Saved entries:
====
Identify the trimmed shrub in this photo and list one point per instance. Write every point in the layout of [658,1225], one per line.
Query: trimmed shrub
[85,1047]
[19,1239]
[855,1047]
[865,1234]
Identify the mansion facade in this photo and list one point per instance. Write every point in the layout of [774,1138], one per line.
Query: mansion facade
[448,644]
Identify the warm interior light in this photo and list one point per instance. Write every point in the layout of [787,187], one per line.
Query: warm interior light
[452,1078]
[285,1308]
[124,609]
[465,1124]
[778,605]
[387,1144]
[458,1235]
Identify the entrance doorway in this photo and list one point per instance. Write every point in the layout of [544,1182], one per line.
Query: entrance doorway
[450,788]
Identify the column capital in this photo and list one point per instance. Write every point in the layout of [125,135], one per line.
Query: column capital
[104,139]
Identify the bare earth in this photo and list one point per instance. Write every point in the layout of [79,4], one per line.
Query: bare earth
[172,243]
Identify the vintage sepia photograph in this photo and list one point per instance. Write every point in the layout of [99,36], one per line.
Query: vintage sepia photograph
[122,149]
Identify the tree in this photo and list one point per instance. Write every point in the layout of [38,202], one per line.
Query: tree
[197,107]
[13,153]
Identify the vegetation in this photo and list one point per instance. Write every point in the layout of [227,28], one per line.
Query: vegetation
====
## Assigned task
Tell how many lines of the data above include the string "vegetation", with no other text in the answer.

## Solution to the problem
2